Goal → From the piece on reading books below, please extract everything from "Good books (and" down to "that way too.", copied word for word.

Extract provided →
'''

David Foster Wallace

 

Before jumping into the heart of Vritti blogs, I’d like to touch on reading and why it’s important. It’s easy to say reading and books are at risk of going extinct in the age of the internet and smart phones, but that’s nothing new – I suspect people have been predicting the end since the first “motion pictures” came on the scene. Books will never go away – they’re too important.

That said, their prevalence does seem to be shrinking, and it’s no wonder why. Compared to watching Netflix or playing video games in terms of an effort-to-pleasure ratio, Netflix wins every time – it’s not even close. It takes practically no effort, is extremely entertaining, and is only getting better as there are some seriously good writers and studios creating top-notch content. When it all comes together with the music, sets, cinematography, etc. it can really be a memorable experience, I don’t want to brush that off. I mean c’mon, The Dark Knight?? Who doesn’t want to spend an afternoon crushing episodes of The Office.

But there is that matter of effort and pleasure…and how when you make the effort and invest yourself into something meaningful, it’s not just about getting a good feeling out of it – it transforms you for the better. Reading books can do that.

Based on my own and others experience, there are five reasons why you should take the time and read a book.

 

Connection, Thoughts, and Emotions

 

“Some books seem like a key to unfamiliar rooms in one’s own castle.”

Franz Kafka

 

Books help process our thoughts and emotions. Sometimes all it takes is one sentence to be the last puzzle piece that brings the whole picture together.

Good books (and I’m clarifying because there are plenty of bad books that don’t do any of this stuff) help you understand and work through confusion, or sadness, or frustration, or fear largely because they remind you that you aren’t the only one feeling this way.

Part of the problem may be you don’t know what the problem is, and finally someone describes exactly what you’ve been thinking but couldn’t quite put into words. Even though you’re not interacting directly with the author, you build a connection with them for having been through it together. You might start to think who else in your life feels that way too.

 

“There’s this part that makes you feel full. There’s this part that is redemptive and instructive, [so that] when you read something it’s not just delight – you go, “Oh my God, that’s me! I’ve lived like that, I’ve felt like that, I’m not alone in the world…”

DFW

 

Even if you don’t relate to a story directly, maybe it makes you feel a certain way – deeply. A rare occurrence when riding on the surface of day-to-day life. It’s our nature to feel strongly and to care. As much as we try to bury or cover it up, books can pierce to our core and reconnect us to our humanity.

That experience brings your true self to the surface, a little less repressed, and a little less tangled.

'''

Listed entries →
'''

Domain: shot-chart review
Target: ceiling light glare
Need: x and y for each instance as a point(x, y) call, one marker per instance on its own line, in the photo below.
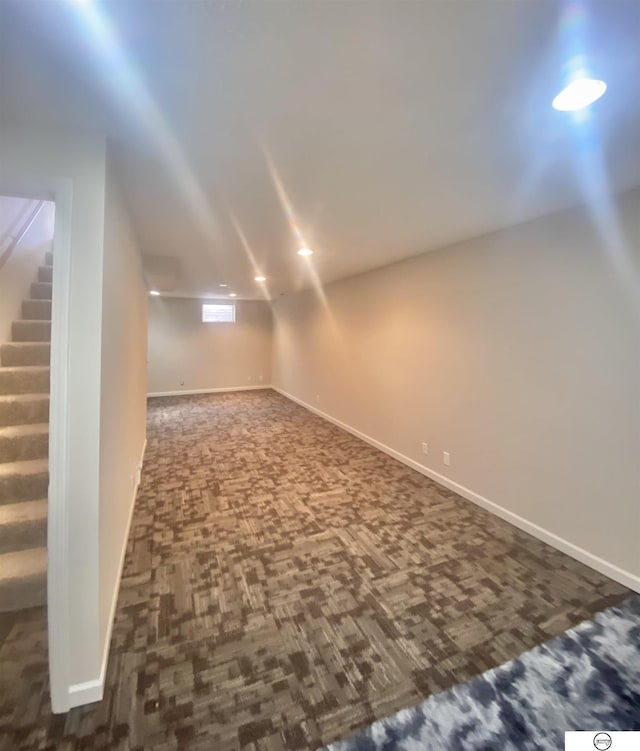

'''
'''

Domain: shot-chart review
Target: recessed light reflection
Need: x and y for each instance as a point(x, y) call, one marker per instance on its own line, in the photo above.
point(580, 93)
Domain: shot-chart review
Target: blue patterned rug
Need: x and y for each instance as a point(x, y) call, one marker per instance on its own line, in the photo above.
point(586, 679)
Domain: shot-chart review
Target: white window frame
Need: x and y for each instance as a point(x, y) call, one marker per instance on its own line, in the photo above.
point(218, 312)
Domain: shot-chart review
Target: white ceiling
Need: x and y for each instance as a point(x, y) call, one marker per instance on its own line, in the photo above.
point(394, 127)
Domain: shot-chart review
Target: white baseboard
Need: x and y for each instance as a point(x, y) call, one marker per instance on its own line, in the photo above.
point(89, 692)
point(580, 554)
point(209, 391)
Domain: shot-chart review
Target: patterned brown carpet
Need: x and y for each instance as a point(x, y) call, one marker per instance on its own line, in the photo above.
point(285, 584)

'''

Response to the exercise →
Good books (and I’m clarifying because there are plenty of bad books that don’t do any of this stuff) help you understand and work through confusion, or sadness, or frustration, or fear largely because they remind you that you aren’t the only one feeling this way.

Part of the problem may be you don’t know what the problem is, and finally someone describes exactly what you’ve been thinking but couldn’t quite put into words. Even though you’re not interacting directly with the author, you build a connection with them for having been through it together. You might start to think who else in your life feels that way too.